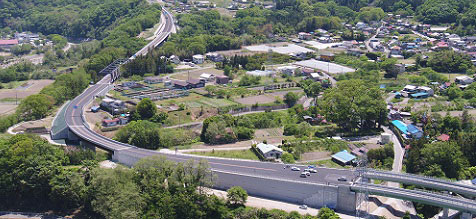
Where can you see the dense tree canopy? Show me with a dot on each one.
(354, 104)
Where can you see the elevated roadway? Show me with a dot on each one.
(269, 172)
(427, 182)
(435, 199)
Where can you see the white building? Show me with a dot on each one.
(269, 151)
(287, 70)
(198, 59)
(427, 90)
(266, 73)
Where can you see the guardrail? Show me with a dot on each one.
(424, 181)
(439, 200)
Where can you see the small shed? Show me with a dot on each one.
(343, 157)
(222, 79)
(269, 151)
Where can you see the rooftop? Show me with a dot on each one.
(343, 156)
(265, 148)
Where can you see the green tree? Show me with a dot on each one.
(445, 155)
(352, 104)
(114, 194)
(35, 107)
(236, 195)
(291, 98)
(146, 108)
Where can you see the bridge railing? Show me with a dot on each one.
(416, 195)
(415, 176)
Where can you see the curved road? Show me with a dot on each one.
(78, 126)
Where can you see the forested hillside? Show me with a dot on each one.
(85, 18)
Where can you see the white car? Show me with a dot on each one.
(310, 170)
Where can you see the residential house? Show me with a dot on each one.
(179, 84)
(304, 36)
(207, 77)
(315, 77)
(174, 59)
(266, 73)
(425, 89)
(269, 151)
(354, 52)
(112, 106)
(396, 50)
(7, 44)
(196, 83)
(153, 80)
(198, 59)
(215, 57)
(110, 122)
(287, 70)
(410, 89)
(222, 79)
(464, 80)
(327, 57)
(443, 137)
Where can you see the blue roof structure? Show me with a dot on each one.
(420, 95)
(401, 126)
(414, 131)
(343, 157)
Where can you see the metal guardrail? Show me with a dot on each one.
(423, 181)
(419, 196)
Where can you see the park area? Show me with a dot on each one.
(197, 101)
(18, 91)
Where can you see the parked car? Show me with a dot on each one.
(312, 170)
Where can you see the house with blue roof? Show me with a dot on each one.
(343, 157)
(414, 131)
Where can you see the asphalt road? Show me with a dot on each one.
(77, 125)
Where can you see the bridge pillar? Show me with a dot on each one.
(88, 145)
(445, 213)
(466, 215)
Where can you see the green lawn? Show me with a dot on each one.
(196, 100)
(241, 154)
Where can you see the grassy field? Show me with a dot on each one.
(241, 154)
(195, 101)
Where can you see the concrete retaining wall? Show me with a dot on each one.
(313, 195)
(338, 197)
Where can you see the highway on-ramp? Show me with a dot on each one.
(324, 176)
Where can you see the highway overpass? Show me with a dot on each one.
(423, 181)
(265, 179)
(425, 197)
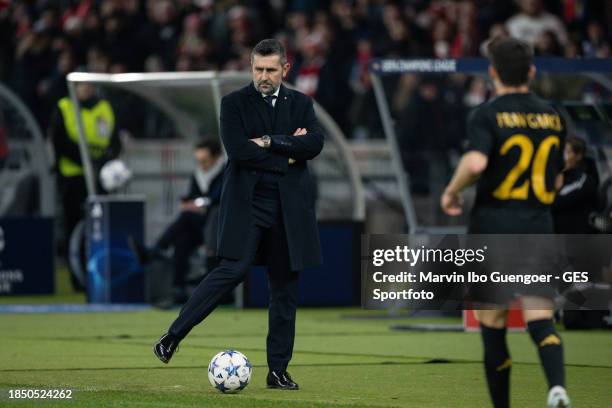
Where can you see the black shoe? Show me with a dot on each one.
(141, 253)
(281, 380)
(165, 347)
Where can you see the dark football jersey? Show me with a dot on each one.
(523, 137)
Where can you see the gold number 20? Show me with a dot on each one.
(508, 190)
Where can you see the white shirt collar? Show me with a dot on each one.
(264, 95)
(275, 93)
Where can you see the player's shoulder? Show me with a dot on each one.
(480, 112)
(295, 95)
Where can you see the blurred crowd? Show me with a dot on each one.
(329, 44)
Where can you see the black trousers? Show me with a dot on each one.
(185, 234)
(283, 284)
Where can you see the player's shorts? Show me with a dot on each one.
(485, 220)
(526, 265)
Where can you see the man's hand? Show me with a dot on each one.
(257, 141)
(451, 203)
(190, 206)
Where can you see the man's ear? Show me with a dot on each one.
(492, 72)
(532, 72)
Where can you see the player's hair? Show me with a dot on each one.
(213, 146)
(270, 46)
(577, 145)
(511, 58)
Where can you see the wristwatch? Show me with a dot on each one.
(267, 141)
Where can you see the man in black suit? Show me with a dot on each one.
(267, 205)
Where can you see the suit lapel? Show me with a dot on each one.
(262, 109)
(282, 115)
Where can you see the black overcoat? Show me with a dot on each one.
(244, 116)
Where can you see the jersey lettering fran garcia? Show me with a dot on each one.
(523, 137)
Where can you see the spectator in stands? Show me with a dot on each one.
(198, 212)
(595, 45)
(547, 45)
(102, 140)
(533, 20)
(578, 196)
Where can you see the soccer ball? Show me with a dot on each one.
(114, 174)
(229, 371)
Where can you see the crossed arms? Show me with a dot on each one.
(283, 150)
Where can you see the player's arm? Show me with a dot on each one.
(472, 164)
(304, 146)
(470, 167)
(238, 146)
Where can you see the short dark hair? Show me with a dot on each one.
(578, 145)
(270, 46)
(213, 146)
(511, 58)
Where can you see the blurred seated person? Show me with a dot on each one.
(578, 195)
(187, 232)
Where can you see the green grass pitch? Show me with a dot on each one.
(107, 360)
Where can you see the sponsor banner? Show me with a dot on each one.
(26, 256)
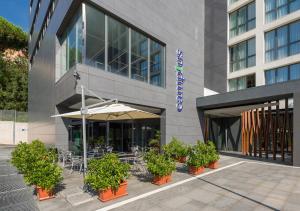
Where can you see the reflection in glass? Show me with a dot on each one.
(139, 56)
(95, 38)
(118, 45)
(156, 64)
(71, 47)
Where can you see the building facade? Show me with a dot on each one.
(125, 50)
(263, 42)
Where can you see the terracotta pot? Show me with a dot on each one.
(44, 194)
(196, 170)
(214, 165)
(110, 194)
(181, 159)
(160, 180)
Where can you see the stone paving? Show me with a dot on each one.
(244, 185)
(14, 194)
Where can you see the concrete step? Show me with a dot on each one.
(81, 198)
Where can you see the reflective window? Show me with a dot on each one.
(139, 56)
(157, 66)
(242, 20)
(242, 55)
(276, 9)
(282, 42)
(95, 38)
(242, 83)
(71, 51)
(118, 45)
(282, 74)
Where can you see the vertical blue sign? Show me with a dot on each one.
(179, 80)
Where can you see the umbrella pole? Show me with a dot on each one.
(83, 112)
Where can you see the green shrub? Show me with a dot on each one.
(198, 155)
(176, 148)
(159, 164)
(107, 172)
(38, 164)
(45, 174)
(213, 155)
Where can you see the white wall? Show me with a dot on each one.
(7, 135)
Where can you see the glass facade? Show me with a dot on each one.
(242, 55)
(118, 47)
(71, 45)
(282, 74)
(110, 45)
(282, 42)
(242, 83)
(242, 20)
(139, 56)
(276, 9)
(156, 63)
(95, 38)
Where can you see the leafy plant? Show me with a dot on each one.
(176, 148)
(45, 174)
(213, 155)
(159, 164)
(107, 172)
(38, 164)
(198, 155)
(155, 142)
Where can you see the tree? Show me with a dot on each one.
(13, 67)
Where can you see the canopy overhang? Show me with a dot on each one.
(112, 112)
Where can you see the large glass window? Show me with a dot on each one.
(111, 45)
(118, 47)
(282, 42)
(242, 55)
(157, 64)
(242, 83)
(139, 56)
(282, 74)
(242, 20)
(276, 9)
(71, 50)
(95, 38)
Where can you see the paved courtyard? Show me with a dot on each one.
(14, 194)
(238, 184)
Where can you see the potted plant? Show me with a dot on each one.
(38, 164)
(108, 176)
(213, 156)
(45, 176)
(160, 166)
(154, 143)
(176, 149)
(197, 158)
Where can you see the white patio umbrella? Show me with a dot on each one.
(111, 112)
(116, 111)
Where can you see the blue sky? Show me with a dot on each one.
(16, 11)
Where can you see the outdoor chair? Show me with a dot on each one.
(76, 163)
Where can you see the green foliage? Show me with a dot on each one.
(155, 142)
(12, 36)
(159, 164)
(13, 74)
(176, 148)
(13, 84)
(44, 174)
(213, 155)
(198, 155)
(37, 163)
(107, 172)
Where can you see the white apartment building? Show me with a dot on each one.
(263, 42)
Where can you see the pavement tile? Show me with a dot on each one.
(176, 201)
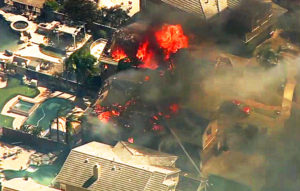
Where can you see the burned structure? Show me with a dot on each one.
(122, 167)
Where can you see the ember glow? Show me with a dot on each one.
(146, 56)
(130, 140)
(105, 116)
(247, 110)
(174, 108)
(171, 38)
(118, 54)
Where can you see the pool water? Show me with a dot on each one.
(8, 38)
(48, 111)
(24, 106)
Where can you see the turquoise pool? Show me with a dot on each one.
(24, 106)
(8, 38)
(48, 111)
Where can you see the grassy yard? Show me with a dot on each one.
(13, 89)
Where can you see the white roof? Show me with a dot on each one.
(132, 5)
(19, 184)
(107, 152)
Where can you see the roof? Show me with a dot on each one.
(68, 29)
(190, 6)
(135, 156)
(34, 3)
(115, 169)
(19, 184)
(132, 6)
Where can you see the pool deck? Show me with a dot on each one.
(16, 161)
(39, 99)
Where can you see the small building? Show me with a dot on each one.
(130, 6)
(20, 184)
(97, 166)
(203, 9)
(33, 6)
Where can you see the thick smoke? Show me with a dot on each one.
(200, 88)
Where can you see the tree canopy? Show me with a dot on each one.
(83, 64)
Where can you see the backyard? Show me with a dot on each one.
(14, 88)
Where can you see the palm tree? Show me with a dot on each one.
(60, 113)
(70, 119)
(82, 63)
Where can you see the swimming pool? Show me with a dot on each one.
(48, 111)
(8, 38)
(23, 106)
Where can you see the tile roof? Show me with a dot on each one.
(116, 173)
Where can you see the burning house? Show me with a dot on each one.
(124, 166)
(250, 22)
(253, 25)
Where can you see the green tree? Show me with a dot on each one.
(83, 64)
(70, 119)
(53, 4)
(269, 57)
(126, 64)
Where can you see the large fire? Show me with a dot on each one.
(171, 38)
(118, 54)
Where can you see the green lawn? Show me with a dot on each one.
(13, 89)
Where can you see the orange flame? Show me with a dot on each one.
(146, 56)
(130, 140)
(118, 54)
(171, 38)
(174, 108)
(105, 116)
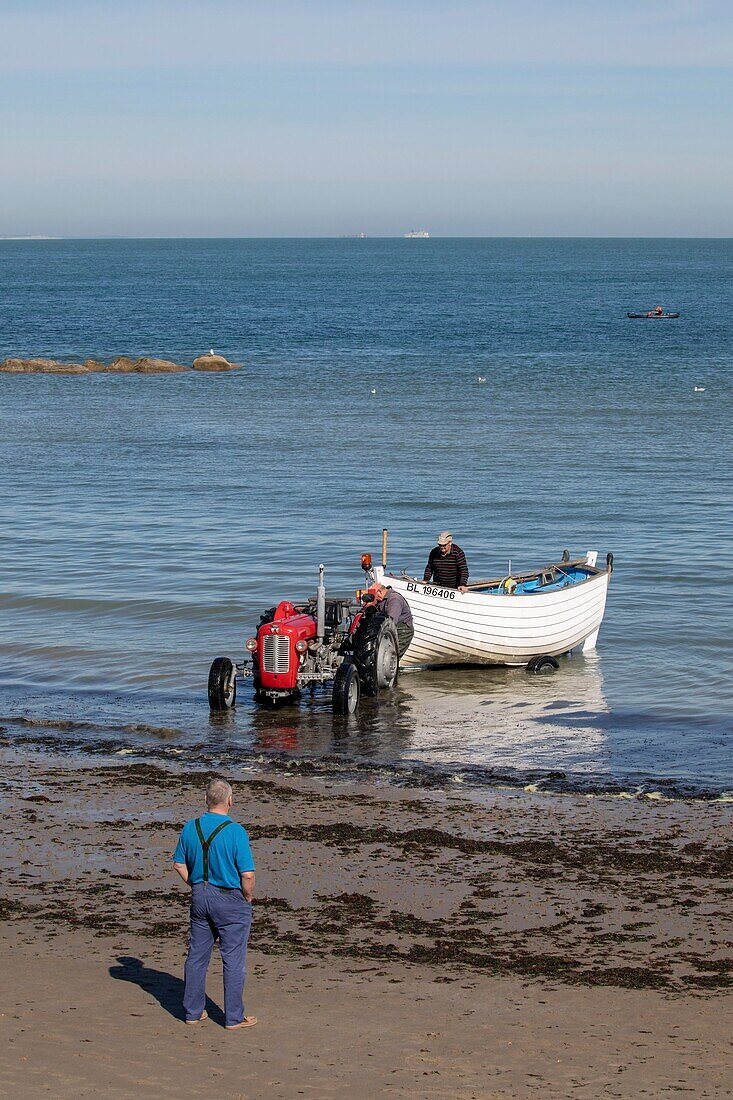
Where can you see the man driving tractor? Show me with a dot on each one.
(394, 605)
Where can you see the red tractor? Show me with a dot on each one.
(338, 640)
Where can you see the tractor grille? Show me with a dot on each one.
(276, 653)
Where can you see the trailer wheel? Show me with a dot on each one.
(542, 662)
(222, 684)
(375, 651)
(347, 689)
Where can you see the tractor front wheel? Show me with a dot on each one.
(347, 689)
(222, 684)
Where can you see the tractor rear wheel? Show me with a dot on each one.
(347, 689)
(375, 650)
(222, 684)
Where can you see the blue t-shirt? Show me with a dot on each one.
(229, 855)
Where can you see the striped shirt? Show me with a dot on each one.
(447, 569)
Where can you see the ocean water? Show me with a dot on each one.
(146, 521)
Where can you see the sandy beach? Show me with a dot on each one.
(404, 944)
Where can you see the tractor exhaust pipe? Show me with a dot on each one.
(320, 605)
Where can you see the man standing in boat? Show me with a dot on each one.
(447, 564)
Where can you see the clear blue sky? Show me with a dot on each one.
(316, 118)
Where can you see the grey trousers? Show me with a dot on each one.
(222, 915)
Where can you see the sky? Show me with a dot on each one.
(320, 118)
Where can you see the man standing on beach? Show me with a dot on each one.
(214, 857)
(447, 563)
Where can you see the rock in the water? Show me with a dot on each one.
(209, 362)
(120, 365)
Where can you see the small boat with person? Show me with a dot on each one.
(518, 619)
(656, 314)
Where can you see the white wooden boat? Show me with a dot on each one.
(509, 620)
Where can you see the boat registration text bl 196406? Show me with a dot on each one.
(441, 593)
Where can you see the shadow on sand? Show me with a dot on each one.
(164, 987)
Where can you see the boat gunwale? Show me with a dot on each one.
(478, 586)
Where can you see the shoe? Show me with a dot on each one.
(204, 1015)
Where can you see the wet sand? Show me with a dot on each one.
(404, 944)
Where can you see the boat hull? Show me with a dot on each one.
(484, 628)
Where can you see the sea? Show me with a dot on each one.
(149, 520)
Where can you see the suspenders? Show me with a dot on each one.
(207, 844)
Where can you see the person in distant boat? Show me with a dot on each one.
(447, 564)
(395, 605)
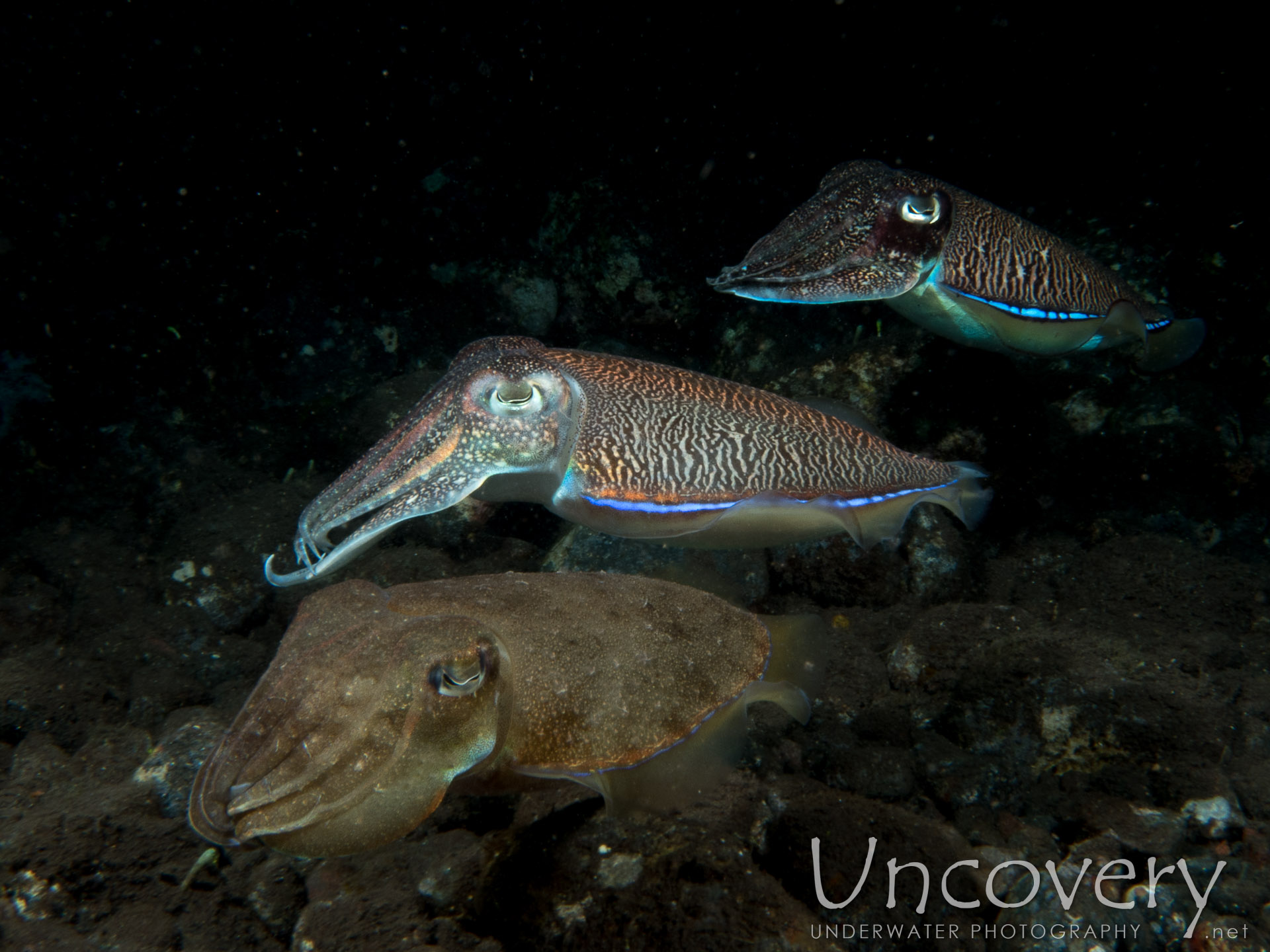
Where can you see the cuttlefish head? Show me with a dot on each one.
(352, 738)
(870, 233)
(502, 408)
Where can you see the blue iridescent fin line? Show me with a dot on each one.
(1034, 313)
(698, 507)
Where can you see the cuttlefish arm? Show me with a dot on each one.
(495, 413)
(955, 264)
(357, 729)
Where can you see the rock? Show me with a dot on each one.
(737, 575)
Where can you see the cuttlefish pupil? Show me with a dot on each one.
(956, 266)
(632, 448)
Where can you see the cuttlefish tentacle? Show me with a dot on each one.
(632, 448)
(955, 264)
(495, 412)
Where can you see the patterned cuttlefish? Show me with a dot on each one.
(632, 448)
(956, 266)
(378, 701)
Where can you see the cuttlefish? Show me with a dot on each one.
(379, 699)
(956, 266)
(632, 448)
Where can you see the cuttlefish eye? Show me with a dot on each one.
(460, 677)
(921, 211)
(515, 397)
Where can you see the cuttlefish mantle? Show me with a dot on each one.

◆ TASK TO COMPLETE
Could you rewrite the data starting at the line containing "Where can you see the cuttlefish tentacle?" and ending at the end of the data, changing every "cuttlefish" to "octopus" and leaving all else unchanged?

◆ WRITTEN ANSWER
Where can you see the octopus tentacle? Show me with a dot on each one.
(632, 448)
(955, 264)
(495, 412)
Where can you see the patterned octopus? Show me with a dot on each one.
(632, 448)
(956, 266)
(378, 701)
Where can you see the octopus? Show me with a dot on each one.
(379, 699)
(956, 266)
(632, 448)
Where can you see the octopus eye? Show me with a dot on each one.
(460, 677)
(921, 211)
(515, 397)
Where can you see the octopus mantle? Show me with a dot on each one.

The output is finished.